Alienação de viatura ligeira de passageiros
No decurso da atividade dos agentes económicos ocorrem operações pontuais cujos aspetos contabilísticos e fiscais devem ser devidamente acautelados, por exemplo a venda de uma viatura ligeira de passageiros que se configurava como item do ativo fixo tangível da entidade. Nesta operação em concreto as variáveis utilizadas durante o período de utilização, tais como o seu valor de aquisição (se foi adquirida acima do limite fiscal estabelecido), a atribuição, ou não, de valor residual, a existência de quotas perdidas, e inclusivamente se na sua venda se apura uma mais-valias ou uma menos-valia, são aspetos que, do ponto de vista fiscal, carecem de alguma atenção.
Tratamento contabilístico
No que se refere ao desreconhecimento de itens do ativo fixo tangível remetemos para o disposto nos §§ 66 a 71 da NCRF 7 – Ativos fixos tangíveis.
O desreconhecimento de itens do ativo fixo tangível deve ocorrer no momento da alienação ou quando não se espere futuros benefícios económicos do seu uso, como por exemplo, abate por obsolescência ou sinistros, doação, atribuição na partilha, entre outras, conforme § 66 da NCRF 7:
“… 66 - A quantia escriturada de um item do ativo fixo tangível deve ser desreconhecida:
a) No momento da alienação; ou
b) Quando não se espere futuros benefícios económicos do seu uso ou alienação…”

Excertos do material:
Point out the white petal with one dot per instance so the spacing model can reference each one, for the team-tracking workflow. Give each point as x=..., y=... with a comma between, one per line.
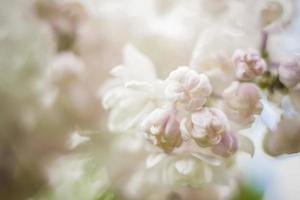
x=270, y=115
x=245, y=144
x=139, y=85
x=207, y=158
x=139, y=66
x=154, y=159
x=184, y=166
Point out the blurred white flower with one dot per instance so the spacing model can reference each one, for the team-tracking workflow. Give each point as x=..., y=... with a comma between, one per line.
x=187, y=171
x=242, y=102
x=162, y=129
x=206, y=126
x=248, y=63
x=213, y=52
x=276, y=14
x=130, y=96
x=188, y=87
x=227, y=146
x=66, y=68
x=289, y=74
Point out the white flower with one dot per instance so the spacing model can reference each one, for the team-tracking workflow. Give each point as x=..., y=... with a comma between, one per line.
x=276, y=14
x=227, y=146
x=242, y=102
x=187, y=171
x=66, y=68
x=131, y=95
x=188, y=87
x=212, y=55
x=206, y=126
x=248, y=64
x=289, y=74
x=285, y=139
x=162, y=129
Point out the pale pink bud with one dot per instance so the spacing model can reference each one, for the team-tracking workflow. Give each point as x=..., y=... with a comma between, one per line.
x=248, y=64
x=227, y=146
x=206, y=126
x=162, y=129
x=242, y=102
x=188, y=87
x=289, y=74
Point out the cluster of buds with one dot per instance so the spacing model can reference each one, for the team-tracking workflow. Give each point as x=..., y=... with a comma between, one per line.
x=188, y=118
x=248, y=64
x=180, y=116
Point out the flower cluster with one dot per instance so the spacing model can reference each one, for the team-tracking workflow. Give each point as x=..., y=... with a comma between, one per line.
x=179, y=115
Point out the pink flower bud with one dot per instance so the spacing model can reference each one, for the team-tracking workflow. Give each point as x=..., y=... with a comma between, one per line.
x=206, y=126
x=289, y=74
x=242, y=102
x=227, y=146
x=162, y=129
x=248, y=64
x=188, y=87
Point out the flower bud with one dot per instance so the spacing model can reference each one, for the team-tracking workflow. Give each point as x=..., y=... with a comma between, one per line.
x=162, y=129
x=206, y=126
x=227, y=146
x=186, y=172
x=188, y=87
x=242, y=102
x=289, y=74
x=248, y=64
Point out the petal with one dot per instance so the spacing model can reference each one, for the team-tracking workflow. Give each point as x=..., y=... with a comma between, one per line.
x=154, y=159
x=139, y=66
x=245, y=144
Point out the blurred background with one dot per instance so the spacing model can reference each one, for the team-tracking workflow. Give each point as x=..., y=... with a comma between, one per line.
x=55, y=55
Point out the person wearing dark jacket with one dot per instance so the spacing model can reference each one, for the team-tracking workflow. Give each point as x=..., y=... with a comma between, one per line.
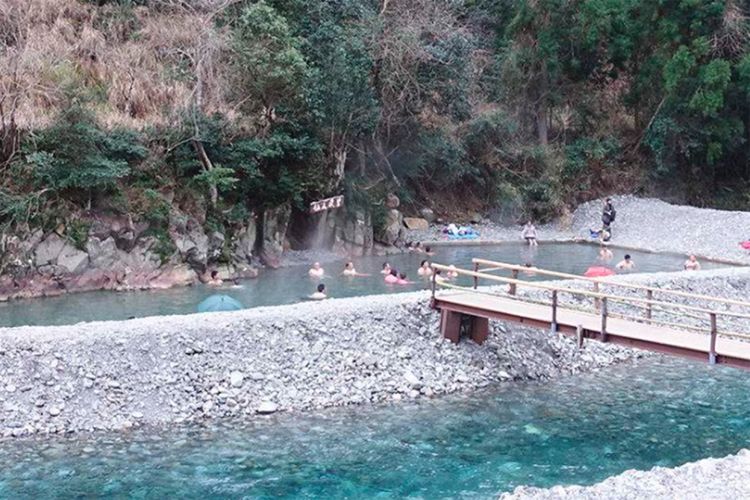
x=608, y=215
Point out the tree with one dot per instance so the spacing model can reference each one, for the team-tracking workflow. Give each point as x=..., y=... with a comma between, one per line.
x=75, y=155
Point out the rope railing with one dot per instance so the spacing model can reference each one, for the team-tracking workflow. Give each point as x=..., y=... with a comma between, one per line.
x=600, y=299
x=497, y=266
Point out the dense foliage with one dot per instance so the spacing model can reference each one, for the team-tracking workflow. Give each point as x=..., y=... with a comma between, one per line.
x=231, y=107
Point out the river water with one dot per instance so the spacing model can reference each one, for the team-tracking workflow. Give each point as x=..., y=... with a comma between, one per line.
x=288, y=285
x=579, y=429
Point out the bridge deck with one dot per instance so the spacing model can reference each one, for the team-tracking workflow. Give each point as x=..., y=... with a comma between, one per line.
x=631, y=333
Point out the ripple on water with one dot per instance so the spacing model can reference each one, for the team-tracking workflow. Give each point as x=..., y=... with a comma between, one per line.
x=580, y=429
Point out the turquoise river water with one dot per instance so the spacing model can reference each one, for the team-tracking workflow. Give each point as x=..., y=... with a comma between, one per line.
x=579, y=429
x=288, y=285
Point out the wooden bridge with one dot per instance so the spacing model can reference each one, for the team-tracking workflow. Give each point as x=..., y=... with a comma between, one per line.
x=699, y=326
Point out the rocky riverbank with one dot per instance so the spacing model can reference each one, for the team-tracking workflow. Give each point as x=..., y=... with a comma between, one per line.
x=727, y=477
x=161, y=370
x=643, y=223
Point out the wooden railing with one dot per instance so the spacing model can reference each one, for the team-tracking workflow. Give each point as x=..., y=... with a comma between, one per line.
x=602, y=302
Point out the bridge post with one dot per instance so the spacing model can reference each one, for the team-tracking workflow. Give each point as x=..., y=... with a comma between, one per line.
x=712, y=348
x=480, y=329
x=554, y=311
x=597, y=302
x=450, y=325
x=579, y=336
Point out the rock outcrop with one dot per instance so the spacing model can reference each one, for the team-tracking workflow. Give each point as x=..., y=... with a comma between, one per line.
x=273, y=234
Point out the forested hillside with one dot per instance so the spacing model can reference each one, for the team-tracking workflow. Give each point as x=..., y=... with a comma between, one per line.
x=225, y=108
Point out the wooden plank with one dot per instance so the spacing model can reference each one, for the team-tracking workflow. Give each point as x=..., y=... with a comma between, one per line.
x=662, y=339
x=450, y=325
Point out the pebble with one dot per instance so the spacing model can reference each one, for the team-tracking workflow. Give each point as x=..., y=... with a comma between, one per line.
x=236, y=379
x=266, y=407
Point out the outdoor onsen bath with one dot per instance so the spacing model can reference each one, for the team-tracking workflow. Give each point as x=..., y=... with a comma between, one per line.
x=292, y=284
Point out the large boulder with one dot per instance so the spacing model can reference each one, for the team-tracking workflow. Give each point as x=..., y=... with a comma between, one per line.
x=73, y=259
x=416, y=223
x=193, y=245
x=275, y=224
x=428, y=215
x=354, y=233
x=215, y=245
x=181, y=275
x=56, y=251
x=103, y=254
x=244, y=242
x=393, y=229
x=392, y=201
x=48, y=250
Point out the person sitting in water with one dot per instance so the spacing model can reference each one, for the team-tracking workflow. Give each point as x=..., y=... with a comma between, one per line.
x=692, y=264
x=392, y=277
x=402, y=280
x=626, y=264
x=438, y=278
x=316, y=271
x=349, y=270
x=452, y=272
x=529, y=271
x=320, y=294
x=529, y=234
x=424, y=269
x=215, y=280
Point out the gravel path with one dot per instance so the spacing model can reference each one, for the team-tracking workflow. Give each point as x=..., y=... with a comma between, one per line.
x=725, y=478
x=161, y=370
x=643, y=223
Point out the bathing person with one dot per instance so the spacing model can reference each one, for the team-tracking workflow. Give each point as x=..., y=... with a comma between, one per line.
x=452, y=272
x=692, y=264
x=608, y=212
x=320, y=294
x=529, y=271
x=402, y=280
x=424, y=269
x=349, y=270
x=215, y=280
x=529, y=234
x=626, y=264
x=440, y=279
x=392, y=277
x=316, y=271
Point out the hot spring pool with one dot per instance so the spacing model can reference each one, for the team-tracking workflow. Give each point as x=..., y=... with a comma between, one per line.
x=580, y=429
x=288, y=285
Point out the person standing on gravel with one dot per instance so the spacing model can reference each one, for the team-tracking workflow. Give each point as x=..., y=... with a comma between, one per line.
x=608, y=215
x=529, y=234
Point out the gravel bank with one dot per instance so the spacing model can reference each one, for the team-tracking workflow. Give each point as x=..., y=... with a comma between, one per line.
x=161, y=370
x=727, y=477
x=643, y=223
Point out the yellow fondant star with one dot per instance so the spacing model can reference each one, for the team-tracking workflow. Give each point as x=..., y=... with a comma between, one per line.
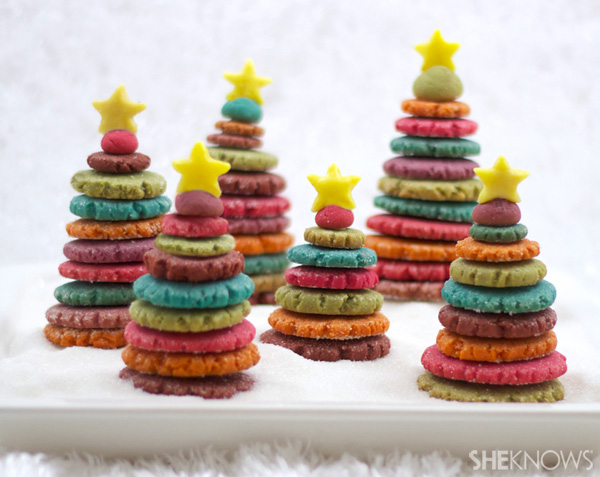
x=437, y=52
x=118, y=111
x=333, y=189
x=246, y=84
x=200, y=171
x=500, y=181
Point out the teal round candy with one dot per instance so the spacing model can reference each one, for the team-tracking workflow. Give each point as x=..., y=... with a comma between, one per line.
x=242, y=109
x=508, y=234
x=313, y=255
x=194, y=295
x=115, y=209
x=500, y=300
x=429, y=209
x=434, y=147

Partes do exercício:
1 > Para que parágrafos da NCRF 7 remete o texto sobre a alienação de viaturas no que se refere ao desreconhecimento de itens do ativo fixo tangível?
2 > Transcreva do texto sobre a alienação de viaturas o trecho que começa em "Tratamento contabilístico" e vai até "Ativos fixos tangíveis.".

Respostas por tarefa:
1 > Para os §§ 66 a 71 da NCRF 7 – Ativos fixos tangíveis.

2 >
Tratamento contabilístico
No que se refere ao desreconhecimento de itens do ativo fixo tangível remetemos para o disposto nos §§ 66 a 71 da NCRF 7 – Ativos fixos tangíveis.